— BEGIN Data entries —

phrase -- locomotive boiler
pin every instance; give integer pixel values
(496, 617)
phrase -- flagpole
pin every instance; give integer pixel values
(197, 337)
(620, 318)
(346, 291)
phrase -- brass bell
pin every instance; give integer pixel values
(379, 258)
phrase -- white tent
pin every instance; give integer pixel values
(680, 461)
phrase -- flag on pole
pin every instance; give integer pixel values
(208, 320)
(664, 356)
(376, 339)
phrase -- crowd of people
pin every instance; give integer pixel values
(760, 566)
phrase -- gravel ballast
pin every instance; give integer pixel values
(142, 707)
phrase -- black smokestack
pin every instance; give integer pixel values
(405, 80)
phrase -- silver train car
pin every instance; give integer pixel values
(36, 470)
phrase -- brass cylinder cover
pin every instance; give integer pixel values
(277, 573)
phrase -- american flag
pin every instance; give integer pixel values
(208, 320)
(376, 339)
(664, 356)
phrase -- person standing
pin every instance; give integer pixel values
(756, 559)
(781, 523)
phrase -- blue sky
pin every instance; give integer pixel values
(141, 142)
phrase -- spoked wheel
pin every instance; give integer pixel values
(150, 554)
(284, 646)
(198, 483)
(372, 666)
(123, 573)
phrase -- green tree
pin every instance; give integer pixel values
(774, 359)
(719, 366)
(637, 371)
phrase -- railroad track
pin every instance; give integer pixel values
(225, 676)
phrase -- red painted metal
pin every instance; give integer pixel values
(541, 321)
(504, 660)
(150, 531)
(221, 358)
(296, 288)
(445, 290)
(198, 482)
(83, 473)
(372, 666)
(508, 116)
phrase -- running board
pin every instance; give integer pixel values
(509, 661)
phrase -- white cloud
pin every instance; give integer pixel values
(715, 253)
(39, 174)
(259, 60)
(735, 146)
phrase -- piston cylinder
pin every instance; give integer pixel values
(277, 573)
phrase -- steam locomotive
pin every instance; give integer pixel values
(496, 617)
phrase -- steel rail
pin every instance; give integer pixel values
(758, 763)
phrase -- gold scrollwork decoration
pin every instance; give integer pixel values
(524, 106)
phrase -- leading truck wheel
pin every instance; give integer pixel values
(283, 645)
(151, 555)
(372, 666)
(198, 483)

— END Data entries —

> [What you are asked to do]:
Turn all of the items above into a numbered list, leaving out any blank lines.

> [The completed task]:
1. phrase -- locomotive boiler
2. pin every instance; give integer pixel values
3. (496, 617)
4. phrase -- flagpole
5. pin every instance; give integer pixel values
6. (197, 337)
7. (620, 318)
8. (346, 291)
9. phrase -- brass bell
10. pin every instance; give integer pixel values
11. (379, 258)
12. phrase -- white tent
13. pin every instance; give integer pixel values
14. (680, 461)
15. phrase -- flag on pole
16. pin every instance; give integer pixel values
17. (208, 320)
18. (664, 356)
19. (376, 339)
20. phrase -- crowd of people
21. pin every instance; give integer pixel values
22. (760, 566)
23. phrase -- gravel ballast
24. pin every instance; give integer pixel values
25. (142, 707)
26. phrase -- black smokestack
27. pin every instance; give integer pixel values
28. (405, 80)
29. phrase -- silver train car
30. pin every instance; give integer pixel values
31. (36, 470)
32. phrase -- brass cylinder cover
33. pin every instance; give integer pixel values
34. (277, 573)
35. phrase -- american flag
36. pin every instance; give integer pixel values
37. (208, 320)
38. (376, 339)
39. (664, 356)
40. phrase -- person standing
41. pin every instance; give integer pixel values
42. (756, 559)
43. (781, 523)
44. phrase -- blue sky
45. pin every instance; give integer pixel values
46. (141, 142)
47. phrase -- spoked wheel
48. pin every instance; give integer pixel values
49. (150, 554)
50. (284, 646)
51. (198, 483)
52. (372, 666)
53. (123, 573)
54. phrase -- green tree
55. pin every instance; give integer pixel values
56. (774, 359)
57. (719, 366)
58. (637, 371)
59. phrase -- railroad track
60. pin every instance; give integer pixel values
61. (225, 676)
62. phrase -- red painted metal
63. pin every instance; give integer pixel values
64. (541, 321)
65. (504, 660)
66. (150, 531)
67. (221, 358)
68. (296, 288)
69. (445, 290)
70. (198, 482)
71. (83, 473)
72. (372, 666)
73. (508, 116)
74. phrase -- running board
75. pin every instance; give integer pixel values
76. (509, 661)
77. phrase -- white cloud
78. pin every instance; give integer pixel values
79. (715, 253)
80. (39, 174)
81. (259, 60)
82. (735, 146)
83. phrase -- piston cylinder
84. pin every instance; give integer pixel values
85. (277, 573)
86. phrase -- steam locomotive
87. pin every instance; give integer pixel values
88. (496, 617)
89. phrase -- steel rail
90. pin every instance; give integer pixel values
91. (758, 763)
92. phrase -- gold scrollwork decoration
93. pin every instance; give integer pixel values
94. (524, 106)
95. phrase -- leading truck wheel
96. pin every instance; give integer pixel values
97. (283, 645)
98. (151, 555)
99. (372, 666)
100. (198, 483)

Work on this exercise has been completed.